YOUR GOAL: Using the text on XSLT comments below, decide whether each statement agrees with it, answering yes or no and quoting the deciding words: (a) By default, an XSLT processor ignores comments and processing instructions. (b) The example template puts the comment after the html end-tag. (c) The spaces inside the xsl:comment tags keep the comment text away from the hyphens around it.

XML.com: XML From the Inside Out
oreilly.comSafari Bookshelf.Conferences.

advertisement

XSLT, Comments and Processing Instructions

September 13, 2000

XSLT includes built-in template rules to copy the text element content from a source tree to a result tree. Comments and processing instructions, however, get left out of this; unless you specify otherwise, an XSLT processor ignores them. You can specify otherwise, and this ability gives you access to the potentially valuable information they store.

You can also add comments and processing instructions to your output, which lets you store information that wouldn't otherwise fit into your document. This ability to both read and write comments and processing instructions lets you copy comments and processing instructions from your source tree to your input tree and even to convert them to elements.

Comments in Your Output

Add comment nodes to your result tree with the xsl:comment element. Using it is simple: put the text of your comment between its start- and end-tags. For example, an XSLT processor that applies the following template to a poem element

<xsl:template match="poem">
  <html>
    <xsl:comment> Created by FabAutoDocGen release 3 </xsl:comment>
    <xsl:apply-templates/>
  </html>
</xsl:template>
will add the following comment after the html start-tag and before its contents in the result tree:

<!-- Created by FabAutoDocGen release 3 -->

Note the space after the xsl:comment start-tag and the one before its end-tag to keep the actual comment being output from bumping into the hyphens that start and end the comment.

RAW DATA:
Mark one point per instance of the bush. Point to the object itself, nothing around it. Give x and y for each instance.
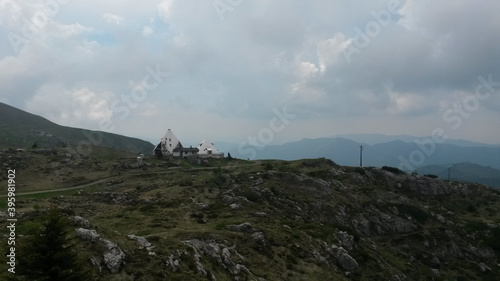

OUTPUT FOR THIS EXERCISE:
(a) Yes: "unless you specify otherwise, an XSLT processor ignores them."
(b) No: "will add the following comment after the html start-tag and before its contents in the result tree"
(c) Yes: "to keep the actual comment being output from bumping into the hyphens that start and end the comment."